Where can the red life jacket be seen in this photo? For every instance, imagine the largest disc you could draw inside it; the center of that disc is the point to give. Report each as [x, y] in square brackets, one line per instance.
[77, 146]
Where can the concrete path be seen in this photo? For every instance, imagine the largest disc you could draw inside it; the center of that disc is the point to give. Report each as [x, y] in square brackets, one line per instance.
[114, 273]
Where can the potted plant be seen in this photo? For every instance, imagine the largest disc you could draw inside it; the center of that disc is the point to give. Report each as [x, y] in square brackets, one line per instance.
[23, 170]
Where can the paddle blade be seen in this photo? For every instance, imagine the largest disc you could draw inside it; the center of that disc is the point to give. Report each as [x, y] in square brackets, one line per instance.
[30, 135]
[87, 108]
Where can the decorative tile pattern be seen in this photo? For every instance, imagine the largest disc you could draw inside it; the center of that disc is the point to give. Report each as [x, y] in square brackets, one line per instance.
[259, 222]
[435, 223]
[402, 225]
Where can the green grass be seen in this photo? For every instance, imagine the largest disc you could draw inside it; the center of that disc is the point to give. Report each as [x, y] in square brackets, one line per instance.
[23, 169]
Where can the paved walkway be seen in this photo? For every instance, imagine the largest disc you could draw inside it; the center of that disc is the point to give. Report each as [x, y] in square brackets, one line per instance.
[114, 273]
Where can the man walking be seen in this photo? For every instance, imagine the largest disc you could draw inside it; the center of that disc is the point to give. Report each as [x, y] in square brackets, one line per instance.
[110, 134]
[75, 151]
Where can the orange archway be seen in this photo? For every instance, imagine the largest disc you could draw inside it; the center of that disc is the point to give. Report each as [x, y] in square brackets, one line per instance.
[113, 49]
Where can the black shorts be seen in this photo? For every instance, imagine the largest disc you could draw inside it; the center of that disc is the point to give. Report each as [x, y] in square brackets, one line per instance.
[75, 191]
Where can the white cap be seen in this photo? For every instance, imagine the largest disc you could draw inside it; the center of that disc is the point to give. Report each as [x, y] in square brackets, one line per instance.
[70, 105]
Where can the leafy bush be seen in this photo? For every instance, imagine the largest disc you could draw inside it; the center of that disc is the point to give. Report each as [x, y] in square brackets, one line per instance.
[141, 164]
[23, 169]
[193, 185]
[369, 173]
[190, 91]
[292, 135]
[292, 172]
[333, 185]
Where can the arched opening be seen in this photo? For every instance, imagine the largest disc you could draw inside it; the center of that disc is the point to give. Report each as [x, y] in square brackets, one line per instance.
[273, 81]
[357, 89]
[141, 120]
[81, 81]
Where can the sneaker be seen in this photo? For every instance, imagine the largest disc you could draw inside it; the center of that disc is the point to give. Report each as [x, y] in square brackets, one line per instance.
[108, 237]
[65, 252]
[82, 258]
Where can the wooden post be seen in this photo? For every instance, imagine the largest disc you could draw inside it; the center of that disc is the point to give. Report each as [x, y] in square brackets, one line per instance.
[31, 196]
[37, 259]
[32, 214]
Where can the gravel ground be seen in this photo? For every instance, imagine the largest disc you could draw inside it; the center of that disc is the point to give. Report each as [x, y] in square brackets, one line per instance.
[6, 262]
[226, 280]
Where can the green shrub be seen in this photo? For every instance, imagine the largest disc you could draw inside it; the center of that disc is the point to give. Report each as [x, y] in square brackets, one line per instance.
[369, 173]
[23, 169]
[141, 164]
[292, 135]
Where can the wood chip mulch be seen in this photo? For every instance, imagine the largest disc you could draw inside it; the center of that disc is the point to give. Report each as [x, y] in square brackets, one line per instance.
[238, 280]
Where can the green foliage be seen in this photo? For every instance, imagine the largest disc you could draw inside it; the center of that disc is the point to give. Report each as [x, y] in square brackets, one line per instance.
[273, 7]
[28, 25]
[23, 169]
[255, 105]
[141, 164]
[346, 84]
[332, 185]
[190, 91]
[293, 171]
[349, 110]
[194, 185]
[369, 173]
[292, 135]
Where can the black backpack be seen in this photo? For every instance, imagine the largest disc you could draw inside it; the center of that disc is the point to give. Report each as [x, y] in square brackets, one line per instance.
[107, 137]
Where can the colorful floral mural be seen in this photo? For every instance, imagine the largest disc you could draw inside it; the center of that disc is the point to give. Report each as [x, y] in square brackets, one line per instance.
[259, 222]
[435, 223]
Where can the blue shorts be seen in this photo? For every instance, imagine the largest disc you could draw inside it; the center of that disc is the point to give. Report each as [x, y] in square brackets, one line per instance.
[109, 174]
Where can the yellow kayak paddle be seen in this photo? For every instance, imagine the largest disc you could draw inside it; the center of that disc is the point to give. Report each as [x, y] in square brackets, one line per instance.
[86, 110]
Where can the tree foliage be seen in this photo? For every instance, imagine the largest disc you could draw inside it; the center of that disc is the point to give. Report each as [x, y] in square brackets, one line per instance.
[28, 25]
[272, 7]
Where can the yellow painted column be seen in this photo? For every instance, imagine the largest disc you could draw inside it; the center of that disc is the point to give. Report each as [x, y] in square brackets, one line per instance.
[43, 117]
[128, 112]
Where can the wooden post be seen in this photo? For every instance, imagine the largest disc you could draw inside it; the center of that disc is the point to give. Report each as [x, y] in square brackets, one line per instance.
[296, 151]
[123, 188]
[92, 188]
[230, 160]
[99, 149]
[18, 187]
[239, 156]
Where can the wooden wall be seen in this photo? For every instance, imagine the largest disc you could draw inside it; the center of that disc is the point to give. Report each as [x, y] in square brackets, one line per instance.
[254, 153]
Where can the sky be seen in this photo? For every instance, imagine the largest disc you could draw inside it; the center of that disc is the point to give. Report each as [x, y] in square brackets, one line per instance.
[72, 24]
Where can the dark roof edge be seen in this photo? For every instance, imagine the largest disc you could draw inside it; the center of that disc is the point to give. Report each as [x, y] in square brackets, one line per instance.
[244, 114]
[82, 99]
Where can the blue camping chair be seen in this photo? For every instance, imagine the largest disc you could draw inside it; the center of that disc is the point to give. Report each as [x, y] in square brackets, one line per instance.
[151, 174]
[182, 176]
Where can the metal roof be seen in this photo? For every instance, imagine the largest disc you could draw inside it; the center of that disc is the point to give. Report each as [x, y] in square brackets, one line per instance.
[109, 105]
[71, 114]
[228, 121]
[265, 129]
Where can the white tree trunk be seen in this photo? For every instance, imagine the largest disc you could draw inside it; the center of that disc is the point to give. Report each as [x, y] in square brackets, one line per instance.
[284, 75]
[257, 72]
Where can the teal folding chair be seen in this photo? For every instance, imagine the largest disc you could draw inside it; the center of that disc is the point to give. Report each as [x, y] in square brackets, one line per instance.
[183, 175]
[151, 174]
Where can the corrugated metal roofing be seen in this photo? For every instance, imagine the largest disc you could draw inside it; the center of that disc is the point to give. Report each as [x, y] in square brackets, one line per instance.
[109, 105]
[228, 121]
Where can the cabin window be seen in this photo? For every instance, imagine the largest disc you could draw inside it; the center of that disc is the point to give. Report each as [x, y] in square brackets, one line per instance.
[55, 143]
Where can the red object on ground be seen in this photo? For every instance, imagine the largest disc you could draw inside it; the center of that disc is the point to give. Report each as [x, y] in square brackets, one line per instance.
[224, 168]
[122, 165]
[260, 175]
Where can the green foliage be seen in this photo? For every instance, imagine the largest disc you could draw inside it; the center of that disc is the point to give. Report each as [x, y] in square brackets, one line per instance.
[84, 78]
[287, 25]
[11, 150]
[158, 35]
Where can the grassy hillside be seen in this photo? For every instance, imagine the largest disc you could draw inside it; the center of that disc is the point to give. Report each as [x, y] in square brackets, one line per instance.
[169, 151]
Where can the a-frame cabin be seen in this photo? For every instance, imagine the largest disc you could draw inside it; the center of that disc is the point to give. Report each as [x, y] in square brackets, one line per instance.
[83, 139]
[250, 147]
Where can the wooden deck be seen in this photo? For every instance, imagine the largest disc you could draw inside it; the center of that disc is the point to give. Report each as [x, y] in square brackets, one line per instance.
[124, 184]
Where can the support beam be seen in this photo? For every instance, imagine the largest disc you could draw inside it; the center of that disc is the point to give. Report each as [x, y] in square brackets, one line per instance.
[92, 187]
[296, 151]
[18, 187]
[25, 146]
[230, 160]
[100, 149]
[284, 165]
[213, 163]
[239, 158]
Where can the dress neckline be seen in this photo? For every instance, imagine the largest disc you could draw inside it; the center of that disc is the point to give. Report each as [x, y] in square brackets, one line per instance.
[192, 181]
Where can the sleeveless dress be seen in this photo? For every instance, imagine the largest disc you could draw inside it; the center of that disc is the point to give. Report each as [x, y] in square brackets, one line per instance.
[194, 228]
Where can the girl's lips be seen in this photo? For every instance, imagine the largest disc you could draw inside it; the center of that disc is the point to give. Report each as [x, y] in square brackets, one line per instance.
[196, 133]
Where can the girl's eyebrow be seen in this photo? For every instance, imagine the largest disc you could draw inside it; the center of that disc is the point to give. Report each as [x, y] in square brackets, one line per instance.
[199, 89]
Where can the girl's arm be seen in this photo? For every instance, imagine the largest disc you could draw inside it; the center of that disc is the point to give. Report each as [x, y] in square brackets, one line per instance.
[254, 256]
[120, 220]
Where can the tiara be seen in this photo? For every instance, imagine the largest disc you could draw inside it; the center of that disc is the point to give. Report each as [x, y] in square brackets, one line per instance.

- Work order
Every line from the line containing "Where can the dress" to the last line of the material above must be repeated exactly, and no other line.

- Answer to this exercise
Where can the dress neckline be seen in this photo? For every instance, imagine the largest disc you could draw inside it; the center of that disc is the point to give. Report each as [x, y] in square brackets, one line per instance.
[192, 181]
Where can the sleeveless dress be seen in this photo? For every instance, imagine the largest disc you could draw inside it; the center of that disc is the point to give. Report each as [x, y] in square brackets, one line per instance.
[194, 228]
Where can the girl's lips be seen in this photo? For every instance, imagine the largest disc you could draw inside it; the center of that disc is the point to give. Report each as [x, y] in square brackets, one line per instance.
[196, 133]
Where can the girl's eyebrow be seen in this photo? For every instance, imagine the largest disc you could draw inside it; the center of that disc is the point to give. Report each as [x, y] in square brackets, one line per instance.
[199, 89]
Where can the girl's arm be seen in this photo? For every instance, imagine the largest disc you could draw inside it; the center of that disc is the point to give. Report each as [x, y] in square brackets, one line per instance.
[254, 256]
[120, 220]
Where can the tiara be seen in this photo? For every instance, imagine the largest disc you could draw inside it; the center of that disc is the point to give. Report each as [x, y] in square brackets, one line per instance.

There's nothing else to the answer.